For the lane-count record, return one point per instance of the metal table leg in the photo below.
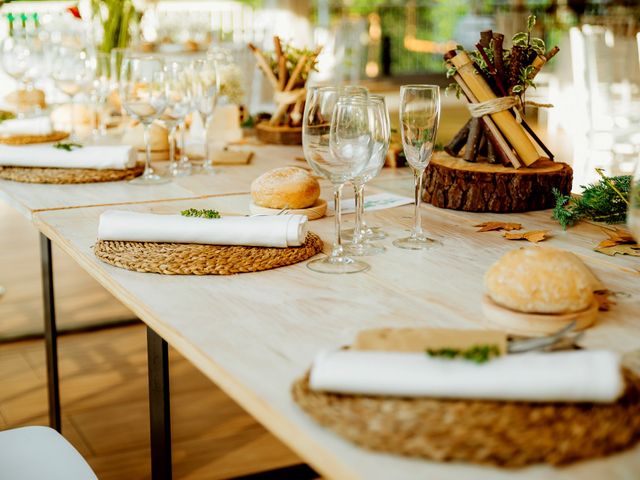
(159, 406)
(50, 333)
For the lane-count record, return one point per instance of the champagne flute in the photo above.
(205, 89)
(633, 214)
(143, 91)
(73, 70)
(419, 119)
(336, 139)
(178, 105)
(381, 134)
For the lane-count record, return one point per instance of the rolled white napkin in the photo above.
(589, 376)
(26, 126)
(99, 157)
(264, 231)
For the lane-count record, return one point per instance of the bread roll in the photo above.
(27, 98)
(285, 187)
(541, 280)
(134, 135)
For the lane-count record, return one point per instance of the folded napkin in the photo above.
(589, 376)
(264, 231)
(99, 157)
(26, 126)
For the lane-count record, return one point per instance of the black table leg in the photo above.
(159, 405)
(50, 333)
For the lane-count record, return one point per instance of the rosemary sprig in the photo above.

**What the task asks**
Give the data again exactly as it appears, but without any images.

**Exercise solution**
For the lane-count record, return one point per instance of the metal table leg in the photo below.
(159, 406)
(50, 333)
For the lane-count record, return one point per instance of the champagne flute in the photo above.
(205, 89)
(633, 214)
(143, 91)
(73, 70)
(419, 119)
(336, 139)
(178, 105)
(381, 134)
For the lane-count record, return one point per instance of the rolled white napkin in the photo above.
(589, 376)
(26, 126)
(99, 157)
(264, 231)
For the lane-count record, return one point per instance of the bread roll in the photo above.
(27, 98)
(285, 187)
(541, 280)
(134, 135)
For the lane-count record, return one point per instance of the folded napkin in the photo above.
(589, 376)
(264, 231)
(99, 157)
(26, 126)
For the lane-count record, return one point per instance of the black table leg in the photo above.
(159, 405)
(50, 333)
For the lane-count record, return one point per instance of the rosemary sprig in the photo above.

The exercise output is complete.